Listing:
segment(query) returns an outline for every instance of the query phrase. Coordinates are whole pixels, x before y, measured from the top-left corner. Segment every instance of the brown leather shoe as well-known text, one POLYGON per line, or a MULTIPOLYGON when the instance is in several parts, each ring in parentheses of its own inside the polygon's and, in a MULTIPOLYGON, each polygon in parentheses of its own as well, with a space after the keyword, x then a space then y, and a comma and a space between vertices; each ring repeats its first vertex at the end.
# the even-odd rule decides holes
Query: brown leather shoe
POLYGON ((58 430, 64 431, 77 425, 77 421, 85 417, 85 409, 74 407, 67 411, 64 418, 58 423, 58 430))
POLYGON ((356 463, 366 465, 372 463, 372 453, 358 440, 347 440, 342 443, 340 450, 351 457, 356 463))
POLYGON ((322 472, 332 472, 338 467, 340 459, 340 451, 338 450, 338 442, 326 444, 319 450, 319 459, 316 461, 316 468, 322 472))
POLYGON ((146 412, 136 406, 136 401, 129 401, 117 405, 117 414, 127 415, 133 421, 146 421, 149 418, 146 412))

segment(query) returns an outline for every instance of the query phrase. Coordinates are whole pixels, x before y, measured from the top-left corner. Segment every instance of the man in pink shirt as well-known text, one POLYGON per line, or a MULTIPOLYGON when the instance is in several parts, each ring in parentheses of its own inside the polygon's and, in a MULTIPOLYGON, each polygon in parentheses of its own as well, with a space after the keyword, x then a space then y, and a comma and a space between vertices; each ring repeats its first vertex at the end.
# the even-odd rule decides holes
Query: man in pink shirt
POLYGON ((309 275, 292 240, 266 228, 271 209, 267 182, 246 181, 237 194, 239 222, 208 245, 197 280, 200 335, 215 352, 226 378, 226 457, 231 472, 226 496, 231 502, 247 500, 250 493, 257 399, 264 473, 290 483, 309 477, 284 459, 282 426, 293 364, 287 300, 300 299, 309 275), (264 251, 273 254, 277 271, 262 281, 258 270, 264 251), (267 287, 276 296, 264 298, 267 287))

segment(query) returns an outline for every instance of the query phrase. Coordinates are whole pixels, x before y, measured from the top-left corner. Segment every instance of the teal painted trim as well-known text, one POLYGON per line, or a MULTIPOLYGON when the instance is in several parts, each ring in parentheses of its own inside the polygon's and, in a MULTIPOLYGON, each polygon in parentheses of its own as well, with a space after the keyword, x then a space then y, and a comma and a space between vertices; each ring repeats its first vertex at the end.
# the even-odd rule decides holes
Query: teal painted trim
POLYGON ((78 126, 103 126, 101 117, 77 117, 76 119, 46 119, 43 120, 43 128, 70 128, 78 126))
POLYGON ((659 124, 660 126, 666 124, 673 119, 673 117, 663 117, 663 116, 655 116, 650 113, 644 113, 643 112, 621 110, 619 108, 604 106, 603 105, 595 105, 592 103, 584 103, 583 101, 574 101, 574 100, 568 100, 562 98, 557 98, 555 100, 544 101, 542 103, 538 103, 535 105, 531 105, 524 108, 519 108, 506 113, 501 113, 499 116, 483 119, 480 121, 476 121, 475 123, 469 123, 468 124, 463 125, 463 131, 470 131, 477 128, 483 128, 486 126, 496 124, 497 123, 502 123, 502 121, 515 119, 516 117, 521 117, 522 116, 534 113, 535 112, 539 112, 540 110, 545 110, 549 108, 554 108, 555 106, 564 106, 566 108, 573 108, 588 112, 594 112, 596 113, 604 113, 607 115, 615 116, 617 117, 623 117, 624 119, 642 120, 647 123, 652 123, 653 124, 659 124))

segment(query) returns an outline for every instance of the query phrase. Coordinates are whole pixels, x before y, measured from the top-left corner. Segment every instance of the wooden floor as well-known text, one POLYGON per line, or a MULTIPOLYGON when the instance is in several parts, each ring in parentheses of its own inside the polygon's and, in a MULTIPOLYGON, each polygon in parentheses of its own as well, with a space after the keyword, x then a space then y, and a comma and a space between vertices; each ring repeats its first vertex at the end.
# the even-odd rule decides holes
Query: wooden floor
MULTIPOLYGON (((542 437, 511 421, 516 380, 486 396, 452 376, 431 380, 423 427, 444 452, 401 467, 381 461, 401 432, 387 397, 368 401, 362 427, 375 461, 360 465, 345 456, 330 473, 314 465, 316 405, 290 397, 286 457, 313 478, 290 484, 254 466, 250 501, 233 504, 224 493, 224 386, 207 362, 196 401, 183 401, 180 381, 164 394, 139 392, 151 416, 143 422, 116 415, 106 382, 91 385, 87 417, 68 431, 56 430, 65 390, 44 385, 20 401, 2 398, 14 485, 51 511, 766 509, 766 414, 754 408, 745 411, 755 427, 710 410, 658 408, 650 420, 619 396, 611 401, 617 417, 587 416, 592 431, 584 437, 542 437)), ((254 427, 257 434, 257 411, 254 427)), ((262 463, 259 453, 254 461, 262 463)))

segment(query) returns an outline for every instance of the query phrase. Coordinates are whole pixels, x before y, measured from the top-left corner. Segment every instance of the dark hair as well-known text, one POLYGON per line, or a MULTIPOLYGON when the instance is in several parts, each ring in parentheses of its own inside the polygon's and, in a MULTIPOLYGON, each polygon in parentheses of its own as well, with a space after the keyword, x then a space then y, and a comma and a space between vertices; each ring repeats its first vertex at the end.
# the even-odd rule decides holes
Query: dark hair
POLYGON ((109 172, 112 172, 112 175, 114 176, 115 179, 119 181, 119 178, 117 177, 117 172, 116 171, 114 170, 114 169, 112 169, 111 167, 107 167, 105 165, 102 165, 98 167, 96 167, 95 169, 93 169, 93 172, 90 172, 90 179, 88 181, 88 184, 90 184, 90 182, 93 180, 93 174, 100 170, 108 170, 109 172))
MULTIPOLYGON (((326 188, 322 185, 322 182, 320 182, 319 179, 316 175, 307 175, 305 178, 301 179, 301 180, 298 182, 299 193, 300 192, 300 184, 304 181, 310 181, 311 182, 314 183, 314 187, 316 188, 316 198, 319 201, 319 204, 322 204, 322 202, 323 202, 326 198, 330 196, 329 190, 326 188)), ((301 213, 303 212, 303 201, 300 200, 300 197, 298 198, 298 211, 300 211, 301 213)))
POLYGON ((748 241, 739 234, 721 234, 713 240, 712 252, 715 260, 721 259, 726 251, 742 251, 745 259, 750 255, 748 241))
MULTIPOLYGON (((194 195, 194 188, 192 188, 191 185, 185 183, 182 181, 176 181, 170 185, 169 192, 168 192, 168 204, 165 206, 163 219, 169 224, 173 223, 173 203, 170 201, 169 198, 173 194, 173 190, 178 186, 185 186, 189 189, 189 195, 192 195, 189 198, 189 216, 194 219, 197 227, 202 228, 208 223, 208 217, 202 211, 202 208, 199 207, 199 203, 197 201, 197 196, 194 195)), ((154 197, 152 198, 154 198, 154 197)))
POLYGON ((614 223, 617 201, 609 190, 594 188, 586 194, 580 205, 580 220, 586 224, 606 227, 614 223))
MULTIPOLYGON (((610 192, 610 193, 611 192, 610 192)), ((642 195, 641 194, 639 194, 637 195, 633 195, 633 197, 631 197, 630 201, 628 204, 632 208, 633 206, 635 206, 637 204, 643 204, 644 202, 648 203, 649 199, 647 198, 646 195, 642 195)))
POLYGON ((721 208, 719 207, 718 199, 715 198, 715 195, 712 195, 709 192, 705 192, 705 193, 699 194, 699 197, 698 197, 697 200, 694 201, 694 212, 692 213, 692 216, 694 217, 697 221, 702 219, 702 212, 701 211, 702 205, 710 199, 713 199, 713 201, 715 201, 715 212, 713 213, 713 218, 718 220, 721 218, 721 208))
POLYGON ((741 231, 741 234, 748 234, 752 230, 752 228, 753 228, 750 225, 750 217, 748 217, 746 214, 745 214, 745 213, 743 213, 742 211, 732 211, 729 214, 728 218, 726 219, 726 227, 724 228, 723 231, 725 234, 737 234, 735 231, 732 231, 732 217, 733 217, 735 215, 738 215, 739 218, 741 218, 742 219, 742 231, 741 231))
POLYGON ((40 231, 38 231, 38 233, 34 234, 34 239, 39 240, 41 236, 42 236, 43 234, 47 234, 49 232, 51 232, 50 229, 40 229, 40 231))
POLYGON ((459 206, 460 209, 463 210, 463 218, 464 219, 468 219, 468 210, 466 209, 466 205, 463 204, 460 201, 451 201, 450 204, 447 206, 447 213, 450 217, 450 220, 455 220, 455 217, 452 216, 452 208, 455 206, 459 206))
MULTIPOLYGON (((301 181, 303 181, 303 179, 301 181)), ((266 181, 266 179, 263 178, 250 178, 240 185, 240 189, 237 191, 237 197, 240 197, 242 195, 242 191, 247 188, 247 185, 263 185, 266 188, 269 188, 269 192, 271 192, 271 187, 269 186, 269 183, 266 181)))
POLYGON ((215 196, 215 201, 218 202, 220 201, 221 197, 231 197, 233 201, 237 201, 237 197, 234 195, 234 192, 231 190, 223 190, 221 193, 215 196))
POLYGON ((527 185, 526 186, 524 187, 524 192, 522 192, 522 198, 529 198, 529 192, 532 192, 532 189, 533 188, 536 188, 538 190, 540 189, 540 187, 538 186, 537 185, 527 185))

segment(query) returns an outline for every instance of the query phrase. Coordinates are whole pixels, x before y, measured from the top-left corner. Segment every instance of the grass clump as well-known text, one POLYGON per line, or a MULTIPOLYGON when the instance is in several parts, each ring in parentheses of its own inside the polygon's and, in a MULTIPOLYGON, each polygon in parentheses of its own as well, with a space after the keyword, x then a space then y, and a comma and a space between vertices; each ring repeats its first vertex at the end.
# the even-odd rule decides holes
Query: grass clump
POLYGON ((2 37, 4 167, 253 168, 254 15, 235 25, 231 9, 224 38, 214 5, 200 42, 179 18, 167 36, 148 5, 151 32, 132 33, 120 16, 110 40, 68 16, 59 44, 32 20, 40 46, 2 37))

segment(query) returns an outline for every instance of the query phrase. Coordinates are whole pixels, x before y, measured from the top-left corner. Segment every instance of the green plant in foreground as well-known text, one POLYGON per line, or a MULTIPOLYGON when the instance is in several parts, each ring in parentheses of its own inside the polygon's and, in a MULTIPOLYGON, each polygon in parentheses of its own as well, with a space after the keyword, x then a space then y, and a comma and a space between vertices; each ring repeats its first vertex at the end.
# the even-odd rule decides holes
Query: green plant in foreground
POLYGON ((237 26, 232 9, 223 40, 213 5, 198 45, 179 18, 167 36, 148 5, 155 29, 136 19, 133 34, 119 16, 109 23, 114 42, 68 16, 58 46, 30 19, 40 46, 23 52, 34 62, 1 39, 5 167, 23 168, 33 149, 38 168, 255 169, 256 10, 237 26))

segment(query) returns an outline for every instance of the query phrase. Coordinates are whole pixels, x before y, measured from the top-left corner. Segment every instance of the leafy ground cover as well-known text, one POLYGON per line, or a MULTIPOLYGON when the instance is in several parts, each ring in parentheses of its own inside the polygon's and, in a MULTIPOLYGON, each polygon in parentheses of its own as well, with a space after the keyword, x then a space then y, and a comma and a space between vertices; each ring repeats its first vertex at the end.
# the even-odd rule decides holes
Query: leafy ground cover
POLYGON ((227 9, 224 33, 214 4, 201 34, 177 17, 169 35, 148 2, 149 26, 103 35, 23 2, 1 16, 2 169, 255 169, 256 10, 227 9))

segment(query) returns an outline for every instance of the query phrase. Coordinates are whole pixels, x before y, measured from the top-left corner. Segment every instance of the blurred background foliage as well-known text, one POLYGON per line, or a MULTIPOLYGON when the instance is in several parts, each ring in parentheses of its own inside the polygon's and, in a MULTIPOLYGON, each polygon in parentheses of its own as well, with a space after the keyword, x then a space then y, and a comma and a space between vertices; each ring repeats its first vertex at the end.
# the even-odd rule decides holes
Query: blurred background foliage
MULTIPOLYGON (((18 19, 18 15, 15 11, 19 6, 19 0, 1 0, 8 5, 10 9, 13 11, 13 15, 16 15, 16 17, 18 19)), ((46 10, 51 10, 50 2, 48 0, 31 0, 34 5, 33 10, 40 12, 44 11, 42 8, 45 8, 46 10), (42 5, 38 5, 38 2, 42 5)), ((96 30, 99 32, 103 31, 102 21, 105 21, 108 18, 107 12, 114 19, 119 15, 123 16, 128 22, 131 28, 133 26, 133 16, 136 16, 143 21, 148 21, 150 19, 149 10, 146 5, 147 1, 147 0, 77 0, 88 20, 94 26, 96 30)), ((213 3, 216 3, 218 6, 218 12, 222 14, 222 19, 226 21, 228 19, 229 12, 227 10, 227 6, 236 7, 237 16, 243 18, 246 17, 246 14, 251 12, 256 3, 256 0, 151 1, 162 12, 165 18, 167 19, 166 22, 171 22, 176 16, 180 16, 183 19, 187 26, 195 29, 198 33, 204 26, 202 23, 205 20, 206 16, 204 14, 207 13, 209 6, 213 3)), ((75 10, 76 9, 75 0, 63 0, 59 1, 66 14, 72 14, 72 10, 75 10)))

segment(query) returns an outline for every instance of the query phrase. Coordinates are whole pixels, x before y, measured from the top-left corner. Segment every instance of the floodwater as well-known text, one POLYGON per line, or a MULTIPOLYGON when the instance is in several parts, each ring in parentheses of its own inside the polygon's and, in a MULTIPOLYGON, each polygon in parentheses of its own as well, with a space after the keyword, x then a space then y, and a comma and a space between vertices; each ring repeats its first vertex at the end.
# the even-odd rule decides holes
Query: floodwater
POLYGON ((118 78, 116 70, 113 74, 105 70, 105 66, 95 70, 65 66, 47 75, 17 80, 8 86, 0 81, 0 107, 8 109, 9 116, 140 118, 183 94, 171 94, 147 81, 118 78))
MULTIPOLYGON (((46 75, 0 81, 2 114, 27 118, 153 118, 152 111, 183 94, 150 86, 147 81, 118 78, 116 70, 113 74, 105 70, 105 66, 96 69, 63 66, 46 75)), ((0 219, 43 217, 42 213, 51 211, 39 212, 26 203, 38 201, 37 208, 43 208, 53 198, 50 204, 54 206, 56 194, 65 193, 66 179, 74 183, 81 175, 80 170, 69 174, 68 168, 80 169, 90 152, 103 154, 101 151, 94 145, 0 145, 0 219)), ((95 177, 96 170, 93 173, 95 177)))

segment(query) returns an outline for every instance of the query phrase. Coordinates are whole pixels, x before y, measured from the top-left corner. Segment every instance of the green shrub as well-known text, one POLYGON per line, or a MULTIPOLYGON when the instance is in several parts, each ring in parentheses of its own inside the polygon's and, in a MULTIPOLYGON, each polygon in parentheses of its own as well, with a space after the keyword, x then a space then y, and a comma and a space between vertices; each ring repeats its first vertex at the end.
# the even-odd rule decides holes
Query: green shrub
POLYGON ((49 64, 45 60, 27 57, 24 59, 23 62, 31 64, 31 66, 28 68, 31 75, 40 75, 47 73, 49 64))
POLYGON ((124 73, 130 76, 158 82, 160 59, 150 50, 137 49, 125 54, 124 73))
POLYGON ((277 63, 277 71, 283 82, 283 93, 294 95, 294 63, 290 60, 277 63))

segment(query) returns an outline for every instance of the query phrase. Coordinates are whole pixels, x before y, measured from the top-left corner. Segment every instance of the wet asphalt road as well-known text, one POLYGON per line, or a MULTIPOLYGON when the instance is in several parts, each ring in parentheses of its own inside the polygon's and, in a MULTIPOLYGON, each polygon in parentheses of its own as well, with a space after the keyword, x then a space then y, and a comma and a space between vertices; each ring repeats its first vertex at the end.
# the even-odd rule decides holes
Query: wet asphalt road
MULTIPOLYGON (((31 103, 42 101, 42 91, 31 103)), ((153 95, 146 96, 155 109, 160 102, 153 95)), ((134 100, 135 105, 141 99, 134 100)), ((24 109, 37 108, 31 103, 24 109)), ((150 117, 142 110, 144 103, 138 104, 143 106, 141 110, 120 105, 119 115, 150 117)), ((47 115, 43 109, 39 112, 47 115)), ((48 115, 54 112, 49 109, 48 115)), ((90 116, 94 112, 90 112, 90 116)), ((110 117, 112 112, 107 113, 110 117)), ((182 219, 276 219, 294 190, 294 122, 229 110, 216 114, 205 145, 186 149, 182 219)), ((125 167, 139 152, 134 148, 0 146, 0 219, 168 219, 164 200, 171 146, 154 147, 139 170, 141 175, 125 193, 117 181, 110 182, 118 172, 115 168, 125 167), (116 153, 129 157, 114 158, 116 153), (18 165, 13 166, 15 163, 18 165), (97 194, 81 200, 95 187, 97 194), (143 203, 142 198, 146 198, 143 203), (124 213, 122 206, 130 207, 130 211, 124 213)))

What is asked:
Rewrite the entries from the line with "of the leafy" to the line with "POLYGON ((227 9, 224", changing "ground cover" to "moss" and leaving everything else unchanged.

Exercise output:
segment(query) returns an outline for every instance of the query phrase. Coordinates are whole pixels, x before y, measured from the top-left corner. Segment every instance of the leafy moss as well-known text, one POLYGON per line, or a MULTIPOLYGON when the instance is in several parts, each ring in parentheses of its own inside the polygon's and, in a MULTIPOLYGON, each polygon in parentheses of its own as well, with a space after the keyword, x then a space then y, and a comma and a space between vertices; each ring repeats its first vertex at the end.
# the even-odd rule decides holes
Query: leafy moss
POLYGON ((227 9, 224 33, 214 4, 201 34, 177 17, 169 35, 148 2, 149 26, 103 35, 23 2, 1 16, 2 169, 255 169, 256 10, 227 9))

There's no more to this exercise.